*WHAT IS NEEDED*
Find every line in the rows below that contains the string "boat" and copy each of those lines in full. Case counts, so match capitals and lowercase letters exactly.

PROVIDED INFORMATION start

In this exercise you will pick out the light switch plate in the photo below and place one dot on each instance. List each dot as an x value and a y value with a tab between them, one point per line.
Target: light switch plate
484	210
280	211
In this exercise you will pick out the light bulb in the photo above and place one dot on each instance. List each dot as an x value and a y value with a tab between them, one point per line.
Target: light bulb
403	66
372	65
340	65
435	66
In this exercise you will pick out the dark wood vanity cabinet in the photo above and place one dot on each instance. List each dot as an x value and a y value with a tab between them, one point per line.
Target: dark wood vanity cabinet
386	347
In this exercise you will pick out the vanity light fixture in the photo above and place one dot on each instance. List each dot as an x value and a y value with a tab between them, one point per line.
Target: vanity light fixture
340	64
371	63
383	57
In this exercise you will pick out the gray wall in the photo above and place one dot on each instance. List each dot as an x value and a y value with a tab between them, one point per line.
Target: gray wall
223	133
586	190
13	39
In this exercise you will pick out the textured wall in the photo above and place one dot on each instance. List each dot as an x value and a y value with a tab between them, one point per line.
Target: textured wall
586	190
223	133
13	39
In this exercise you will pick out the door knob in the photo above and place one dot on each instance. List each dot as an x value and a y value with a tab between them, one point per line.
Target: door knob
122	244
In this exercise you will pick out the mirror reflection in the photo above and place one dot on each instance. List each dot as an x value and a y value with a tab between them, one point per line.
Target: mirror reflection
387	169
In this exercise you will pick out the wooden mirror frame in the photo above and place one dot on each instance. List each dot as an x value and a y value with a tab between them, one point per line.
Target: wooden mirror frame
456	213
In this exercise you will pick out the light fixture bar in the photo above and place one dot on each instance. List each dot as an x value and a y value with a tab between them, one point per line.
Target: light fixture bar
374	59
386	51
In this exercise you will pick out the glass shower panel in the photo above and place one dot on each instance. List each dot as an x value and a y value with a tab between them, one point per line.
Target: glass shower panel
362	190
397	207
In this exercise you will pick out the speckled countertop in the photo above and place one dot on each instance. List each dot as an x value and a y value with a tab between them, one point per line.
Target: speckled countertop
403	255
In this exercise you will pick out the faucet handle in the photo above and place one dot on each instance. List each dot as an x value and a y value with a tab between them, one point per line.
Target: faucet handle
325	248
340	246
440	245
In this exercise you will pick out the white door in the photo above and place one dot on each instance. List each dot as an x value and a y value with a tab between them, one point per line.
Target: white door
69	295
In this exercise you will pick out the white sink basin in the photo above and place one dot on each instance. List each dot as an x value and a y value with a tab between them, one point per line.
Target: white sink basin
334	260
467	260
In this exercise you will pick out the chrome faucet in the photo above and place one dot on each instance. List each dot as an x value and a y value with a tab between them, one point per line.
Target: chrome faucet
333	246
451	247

PROVIDED INFORMATION end
PROVIDED INFORMATION start

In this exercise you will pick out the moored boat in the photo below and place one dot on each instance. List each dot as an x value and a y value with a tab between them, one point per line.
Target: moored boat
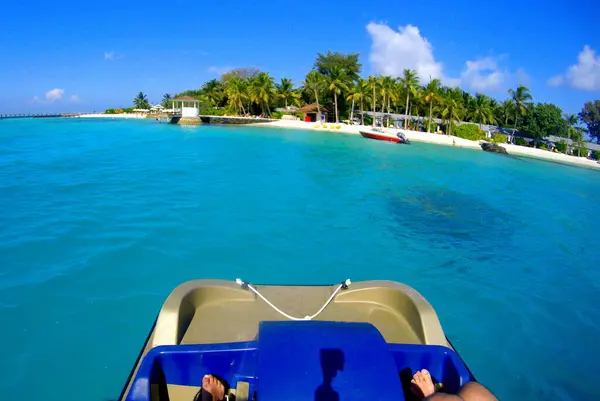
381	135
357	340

PROVIDED INFORMATION end
PROVIDED INFORMATION start

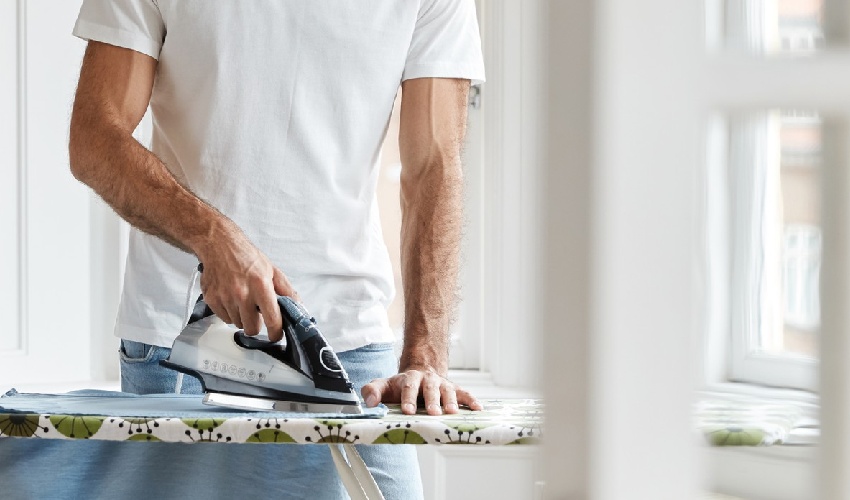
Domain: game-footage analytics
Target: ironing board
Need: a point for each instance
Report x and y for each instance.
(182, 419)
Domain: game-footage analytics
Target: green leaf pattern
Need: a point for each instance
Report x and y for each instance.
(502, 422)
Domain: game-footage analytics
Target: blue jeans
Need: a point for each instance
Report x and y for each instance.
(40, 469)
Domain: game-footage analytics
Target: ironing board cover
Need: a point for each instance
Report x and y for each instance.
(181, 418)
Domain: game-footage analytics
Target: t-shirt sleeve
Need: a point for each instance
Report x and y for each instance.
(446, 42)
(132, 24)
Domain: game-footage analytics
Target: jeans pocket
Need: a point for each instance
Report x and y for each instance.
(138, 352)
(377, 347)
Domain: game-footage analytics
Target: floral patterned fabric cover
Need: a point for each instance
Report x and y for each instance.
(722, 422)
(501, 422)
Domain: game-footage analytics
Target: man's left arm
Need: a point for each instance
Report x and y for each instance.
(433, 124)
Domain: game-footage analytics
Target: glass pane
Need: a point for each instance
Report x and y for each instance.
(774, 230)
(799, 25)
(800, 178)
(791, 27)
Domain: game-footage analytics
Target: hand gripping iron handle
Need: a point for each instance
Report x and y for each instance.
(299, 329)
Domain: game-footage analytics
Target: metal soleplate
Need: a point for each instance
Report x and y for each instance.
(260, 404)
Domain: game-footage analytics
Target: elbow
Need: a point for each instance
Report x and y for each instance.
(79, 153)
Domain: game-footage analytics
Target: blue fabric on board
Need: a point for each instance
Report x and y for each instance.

PROVIDED INFORMATION end

*THE COMPLETED TASK*
In this exercise you will pick out the moored boat in the photo below and place one dot on each instance. List each dot as an x value and a y value with a tab between them, one point per line.
Target: moored boat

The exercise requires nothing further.